▶ _Gegeven opdracht 1_: Zet de alinea die begint met "De rechtbank heeft in een eerder vonnis" uit de tekst over de bankgarantie om in een korte lijst met de belangrijkste feiten.
▶ _Gegeven opdracht 2_: Vervang "hof" door "gerechtshof" in het stuk van de tekst over de bankgarantie dat opent met de woorden "De rechtbank heeft" en afsluit met "Essent had ingeroepen.", en geef dat stuk opnieuw weer.

▶ _Getoonde tekst_:
· · · ·

De rechtbank heeft in een eerder vonnis geoordeeld dat de bankgarantie niet rechtsgeldig was ingeroepen, omdat niet aan de vereisten van de bankgarantie was voldaan. Essent c.s. hebben in hoger beroep drie grieven ingediend, waarbij zij betoogden dat de rechtbank ten onrechte had geoordeeld dat de bankgarantie niet rechtsgeldig was ingeroepen. Het hof heeft echter geoordeeld dat de bank zich niet kan beroepen op de onderlinge rechtsverhouding tussen de partijen, maar dat de voorwaarden van de bankgarantie strikt nageleefd moeten worden. Het hof bevestigde dat de inroeping van de bankgarantie niet op de juiste wijze had plaatsgevonden, omdat Mega niet gezamenlijk met Essent had ingeroepen.

Het hof concludeert dat de rechtbank terecht heeft geoordeeld dat de bankgarantie niet rechtsgeldige was ingeroepen en bekrachtigt het vonnis van de rechtbank. Essent c.s. worden veroordeeld in de kosten van het hoger beroep. De uitspraak benadrukt het belang van de strikte naleving van de voorwaarden van bankgaranties, vooral in faillissementszaken.

· · · ·

▶ _Gegevensrijen_:
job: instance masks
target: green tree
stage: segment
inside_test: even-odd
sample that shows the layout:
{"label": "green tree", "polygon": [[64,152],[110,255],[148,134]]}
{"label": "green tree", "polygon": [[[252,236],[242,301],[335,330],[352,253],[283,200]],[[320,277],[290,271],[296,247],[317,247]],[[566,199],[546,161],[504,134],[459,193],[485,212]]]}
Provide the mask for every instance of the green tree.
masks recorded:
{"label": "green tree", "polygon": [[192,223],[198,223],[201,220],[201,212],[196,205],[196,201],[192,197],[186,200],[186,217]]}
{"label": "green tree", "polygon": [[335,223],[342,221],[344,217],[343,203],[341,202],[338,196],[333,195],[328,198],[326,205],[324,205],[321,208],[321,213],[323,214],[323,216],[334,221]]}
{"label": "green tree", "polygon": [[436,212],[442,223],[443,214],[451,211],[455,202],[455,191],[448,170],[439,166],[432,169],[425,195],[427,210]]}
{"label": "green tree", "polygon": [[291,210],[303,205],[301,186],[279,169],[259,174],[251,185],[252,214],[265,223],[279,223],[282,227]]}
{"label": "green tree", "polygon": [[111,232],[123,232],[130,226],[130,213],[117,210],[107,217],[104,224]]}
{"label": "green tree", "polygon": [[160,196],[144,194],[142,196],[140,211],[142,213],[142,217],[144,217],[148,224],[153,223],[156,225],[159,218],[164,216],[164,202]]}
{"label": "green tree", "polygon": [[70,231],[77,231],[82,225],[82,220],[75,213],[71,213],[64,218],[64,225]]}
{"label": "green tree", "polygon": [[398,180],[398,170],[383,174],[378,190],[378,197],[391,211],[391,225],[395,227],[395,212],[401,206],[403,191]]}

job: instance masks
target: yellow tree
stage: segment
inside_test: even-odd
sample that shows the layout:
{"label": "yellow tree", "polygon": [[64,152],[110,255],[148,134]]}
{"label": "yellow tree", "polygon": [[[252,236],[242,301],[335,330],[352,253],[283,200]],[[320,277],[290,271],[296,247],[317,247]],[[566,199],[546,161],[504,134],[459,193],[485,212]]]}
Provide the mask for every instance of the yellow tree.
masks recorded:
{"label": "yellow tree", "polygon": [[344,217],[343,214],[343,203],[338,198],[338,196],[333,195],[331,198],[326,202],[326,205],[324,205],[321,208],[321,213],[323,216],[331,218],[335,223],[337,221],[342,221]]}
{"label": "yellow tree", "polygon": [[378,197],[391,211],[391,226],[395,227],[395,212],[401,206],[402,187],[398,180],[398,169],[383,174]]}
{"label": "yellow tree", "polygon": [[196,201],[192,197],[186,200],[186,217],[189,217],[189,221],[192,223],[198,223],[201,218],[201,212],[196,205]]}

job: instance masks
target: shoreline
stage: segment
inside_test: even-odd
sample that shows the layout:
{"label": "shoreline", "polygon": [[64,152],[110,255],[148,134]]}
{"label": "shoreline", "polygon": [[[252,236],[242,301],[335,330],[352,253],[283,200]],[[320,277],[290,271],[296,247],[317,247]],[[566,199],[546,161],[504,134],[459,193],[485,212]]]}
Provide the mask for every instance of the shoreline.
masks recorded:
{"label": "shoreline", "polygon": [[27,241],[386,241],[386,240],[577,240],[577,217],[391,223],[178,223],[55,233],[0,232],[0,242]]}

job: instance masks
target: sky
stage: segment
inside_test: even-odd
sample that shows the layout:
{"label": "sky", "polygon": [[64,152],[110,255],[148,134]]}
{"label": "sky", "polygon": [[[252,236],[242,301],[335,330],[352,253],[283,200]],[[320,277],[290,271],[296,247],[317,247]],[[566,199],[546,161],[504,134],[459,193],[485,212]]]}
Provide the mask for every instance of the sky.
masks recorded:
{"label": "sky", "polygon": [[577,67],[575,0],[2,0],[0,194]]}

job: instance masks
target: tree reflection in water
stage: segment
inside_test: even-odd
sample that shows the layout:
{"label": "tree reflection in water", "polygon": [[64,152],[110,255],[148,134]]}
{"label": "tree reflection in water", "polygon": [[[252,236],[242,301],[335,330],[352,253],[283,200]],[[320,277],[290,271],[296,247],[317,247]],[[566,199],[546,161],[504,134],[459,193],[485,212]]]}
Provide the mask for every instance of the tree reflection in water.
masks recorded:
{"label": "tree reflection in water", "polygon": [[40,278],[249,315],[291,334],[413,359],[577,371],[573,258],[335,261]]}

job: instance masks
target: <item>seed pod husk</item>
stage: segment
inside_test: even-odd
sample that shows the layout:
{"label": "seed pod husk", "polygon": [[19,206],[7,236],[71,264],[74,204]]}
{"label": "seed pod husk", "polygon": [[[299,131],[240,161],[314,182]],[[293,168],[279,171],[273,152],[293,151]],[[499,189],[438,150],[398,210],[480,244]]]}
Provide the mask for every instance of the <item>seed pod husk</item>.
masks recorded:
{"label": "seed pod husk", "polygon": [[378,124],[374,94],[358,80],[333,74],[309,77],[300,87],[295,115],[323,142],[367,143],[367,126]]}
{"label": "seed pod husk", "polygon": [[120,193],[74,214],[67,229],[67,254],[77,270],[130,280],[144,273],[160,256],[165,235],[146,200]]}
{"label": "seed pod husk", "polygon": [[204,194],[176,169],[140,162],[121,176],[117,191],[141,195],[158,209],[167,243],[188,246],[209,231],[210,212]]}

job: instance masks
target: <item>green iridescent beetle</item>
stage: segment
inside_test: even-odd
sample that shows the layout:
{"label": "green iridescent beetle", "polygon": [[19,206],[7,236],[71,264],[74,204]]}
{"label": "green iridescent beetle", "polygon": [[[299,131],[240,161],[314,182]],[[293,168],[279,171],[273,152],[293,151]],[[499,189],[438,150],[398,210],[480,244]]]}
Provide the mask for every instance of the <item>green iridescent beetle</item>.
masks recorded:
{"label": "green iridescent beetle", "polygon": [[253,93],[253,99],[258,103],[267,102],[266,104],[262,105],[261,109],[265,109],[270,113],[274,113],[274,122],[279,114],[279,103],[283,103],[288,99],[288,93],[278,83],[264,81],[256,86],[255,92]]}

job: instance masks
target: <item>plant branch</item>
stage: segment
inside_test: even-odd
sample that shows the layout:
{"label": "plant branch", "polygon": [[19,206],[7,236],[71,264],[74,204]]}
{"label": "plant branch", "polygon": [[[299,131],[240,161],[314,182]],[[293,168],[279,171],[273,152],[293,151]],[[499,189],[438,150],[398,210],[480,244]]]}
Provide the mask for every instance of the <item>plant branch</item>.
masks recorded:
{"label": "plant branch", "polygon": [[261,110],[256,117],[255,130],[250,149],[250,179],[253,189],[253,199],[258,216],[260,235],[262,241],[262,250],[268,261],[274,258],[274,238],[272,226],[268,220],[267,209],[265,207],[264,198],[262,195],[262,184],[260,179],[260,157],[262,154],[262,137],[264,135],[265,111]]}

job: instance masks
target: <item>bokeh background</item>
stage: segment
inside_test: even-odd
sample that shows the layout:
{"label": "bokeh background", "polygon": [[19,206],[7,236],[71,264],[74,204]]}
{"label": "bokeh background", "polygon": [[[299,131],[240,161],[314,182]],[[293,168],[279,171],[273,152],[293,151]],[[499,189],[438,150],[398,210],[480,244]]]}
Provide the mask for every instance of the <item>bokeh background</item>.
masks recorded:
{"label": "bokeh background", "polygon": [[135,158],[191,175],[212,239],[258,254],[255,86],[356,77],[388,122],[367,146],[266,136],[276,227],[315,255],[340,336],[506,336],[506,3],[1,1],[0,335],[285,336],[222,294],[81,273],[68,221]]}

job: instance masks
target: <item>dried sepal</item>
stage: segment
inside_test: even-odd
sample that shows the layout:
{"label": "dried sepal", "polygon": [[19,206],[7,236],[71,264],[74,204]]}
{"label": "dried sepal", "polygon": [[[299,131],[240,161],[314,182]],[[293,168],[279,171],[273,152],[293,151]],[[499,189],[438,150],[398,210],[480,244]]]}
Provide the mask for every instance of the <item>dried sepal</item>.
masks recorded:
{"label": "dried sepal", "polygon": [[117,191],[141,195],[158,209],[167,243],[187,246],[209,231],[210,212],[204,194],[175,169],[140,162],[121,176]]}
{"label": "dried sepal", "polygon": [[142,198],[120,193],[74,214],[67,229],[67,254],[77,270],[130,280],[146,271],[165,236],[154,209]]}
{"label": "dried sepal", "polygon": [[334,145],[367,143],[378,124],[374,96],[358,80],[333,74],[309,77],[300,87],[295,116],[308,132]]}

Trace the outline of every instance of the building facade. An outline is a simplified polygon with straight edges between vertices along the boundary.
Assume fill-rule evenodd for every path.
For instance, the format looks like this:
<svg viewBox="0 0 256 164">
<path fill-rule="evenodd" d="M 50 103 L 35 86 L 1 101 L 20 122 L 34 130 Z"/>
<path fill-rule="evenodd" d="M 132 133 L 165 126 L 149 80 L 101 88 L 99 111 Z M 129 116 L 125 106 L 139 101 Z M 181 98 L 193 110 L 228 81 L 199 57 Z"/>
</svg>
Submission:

· · · ·

▶ _Volledig antwoord 1_:
- De rechtbank oordeelde eerder dat de bankgarantie niet rechtsgeldig was ingeroepen, omdat niet aan de vereisten ervan was voldaan.
- Essent c.s. dienden in hoger beroep drie grieven in tegen dat oordeel.
- Volgens het hof kan de bank zich niet beroepen op de onderlinge rechtsverhouding tussen de partijen, en moeten de voorwaarden van de bankgarantie strikt worden nageleefd.
- Het hof bevestigde dat de bankgarantie niet op de juiste wijze was ingeroepen, omdat Mega dat niet samen met Essent had gedaan.

▶ _Volledig antwoord 2_:
De rechtbank heeft in een eerder vonnis geoordeeld dat de bankgarantie niet rechtsgeldig was ingeroepen, omdat niet aan de vereisten van de bankgarantie was voldaan. Essent c.s. hebben in hoger beroep drie grieven ingediend, waarbij zij betoogden dat de rechtbank ten onrechte had geoordeeld dat de bankgarantie niet rechtsgeldig was ingeroepen. Het gerechtshof heeft echter geoordeeld dat de bank zich niet kan beroepen op de onderlinge rechtsverhouding tussen de partijen, maar dat de voorwaarden van de bankgarantie strikt nageleefd moeten worden. Het gerechtshof bevestigde dat de inroeping van de bankgarantie niet op de juiste wijze had plaatsgevonden, omdat Mega niet gezamenlijk met Essent had ingeroepen.